* **Texte de la page**:
=====
L’économie mondiale passe en mode ‘‘nouvelle médiocrité’’
Ce sont les termes de Christine Lagarde lors de la dernière assemblée générale du Fonds monétaire international (FMI) et de la Banque mondiale (BM). Ils font suite à une nouvelle révision à la baisse des perspectives de croissance économique. Non seulement les prévisions de croissance sont revues à la baisse pour 2015 et 2016 (+3,1% et +3,6% contre +3,4% estimés en 2014), mais en plus le climat est délétère, avec les symptômes d’une nouvelle phase de crise maniaco-dépressive dans le secteur financier.
La Chine devait être le nouveau moteur de l’économie mondiale. C’était du moins l’attente des capitalistes, après que leurs espoirs dans la capacité des pays émergents dans leur ensemble à dynamiser la croissance se soient avérés être des illusions. Néanmoins, de la même manière que pour le reste des pays émergents, l’économie chinoise est totalement imbriquée dans l’économie mondiale et, par conséquent, elle est pieds et poings liés aux contradictions gigantesques de la crise économique.
Une espèce de Frankenstein chinois de la finance
Ces dernières années, les plans massifs de stimulation mis en place par les autorités publiques chinoises ont donné lieu à des investissements dans l’infrastructure sur fond de dettes colossales et à de la spéculation, notamment dans le secteur immobilier. Les chiffres de croissance se sont retrouvés gonflés dans un premier temps, donnant l’impression que la Chine pouvait continuer à croître pendant que tout le reste de la planète s’écrasait dans la récession. Mais tout cela ne permet pas de développer ‘‘durablement’’ une économie condamnée à se heurter à la surproduction du capitalisme tant les conditions de vie des travailleurs sont précaires et tant les exportations ne trouvent plus suffisamment de débouchés.
Selon les chiffres officiels, la croissance devrait être de 6,3 % en 2015, soit le plus bas en 25 ans. À côté de ces chiffres officiels peu crédibles, d’autres données économiques sont encore plus négatives : en un an, il y a par exemple une diminution en volume du fret ferroviaire et de la consommation d’électricité. Et quand il y a un ralentissement économique, les inévitables travers financiers ne peuvent plus être relativisés. On estime aujourd’hui le montant total de la dette (publique et privée) à 280 % du PIB (soit 28.000 milliards de dollars) ! Sans oublier que l’importance de l’endettement a donné lieu à un réseau bancaire de l’ombre, totalement hors de contrôle et aux conséquences imprévisibles. Les bulles spéculatives arrivent à la limite de leur expansion, notamment dans le crédit et l’immobilier. Et quand une bulle arrive à son expansion, elle ne peut qu’éclater, comme cela s’est déroulé une première fois durant l’été avec un krach des bourses en Chine l’onde de choc qui s’en est suivi partout dans le monde.
=====
Données extraites:
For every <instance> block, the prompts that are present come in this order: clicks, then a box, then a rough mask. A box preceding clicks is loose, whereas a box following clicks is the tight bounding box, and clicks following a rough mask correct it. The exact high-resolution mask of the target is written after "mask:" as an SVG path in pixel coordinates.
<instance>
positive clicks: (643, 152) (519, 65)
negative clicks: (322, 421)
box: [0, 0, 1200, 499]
=====
* **Consignes de l'exercice**:
1. Relevez tous les pourcentages présents dans le texte sur l'économie mondiale et indiquez à quoi chacun se rapporte.
2. D'après le texte sur l'économie mondiale, à combien de dollars estime-t-on le montant total de la dette publique et privée de la Chine ?
3. Prolongez le texte sur l'économie mondiale à la suite de sa dernière phrase.

* **Réponses**:
1.
- 3,1 % : prévision de croissance économique mondiale pour 2015
- 3,6 % : prévision de croissance économique mondiale pour 2016
- 3,4 % : croissance estimée en 2014
- 6,3 % : croissance de la Chine prévue en 2015 selon les chiffres officiels, la plus basse en 25 ans
- 280 % : montant total de la dette chinoise (publique et privée) rapporté au PIB

2. À 28 000 milliards de dollars, soit 280 % du PIB.

3.
À défaut d’être le nouveau moteur de l’économie mondiale, la Chine tend à présent à être le nouvel épicentre de l’instabilité ! Quant aux pays émergents, dont l’économie a été défigurée ces dernières années en économie d’exports de matières premières vers la Chine (pétrole, métaux, minerais…), la note est salée. Le ralentissement est conjugué à un effondrement des cours des matières premières. Si ce paramètre est positif pour les pays industrialisés, c’est en revanche une catastrophe pour les pays émergents. Au Brésil par exemple, on estime pour cette année que la récession sera deux fois plus forte que prévu (-3 % du PIB) !
En route vers une stagnation séculaire ?
Pour les blocs économiques formés par les États-Unis et la zone Euro, si la situation est à l’accalmie, c’est grâce au maintien des perfusions de liquidités par les banques centrales et à la baisse du prix des matières premières. Mais malgré cela, il n’y a pas de redémarrage réel de l’économie, il n’y a pas de rétablissement de l’emploi. Que du contraire : les politiques d’austérité continuent de saper les conditions de vie et de travail, aggravant la crise de surproduction !
À présent, qu’il n’y a plus même un ersatz de nouveau moteur de l’économie mondiale, le spectre d’une longue récession est de plus en plus partagé. C’est la ‘‘stagnation séculaire’’, mêlant une stagnation sur laquelle les politiques économiques et monétaires semblent sans effet, et un cercle vicieux de la déflation sur fond de guerres monétaires.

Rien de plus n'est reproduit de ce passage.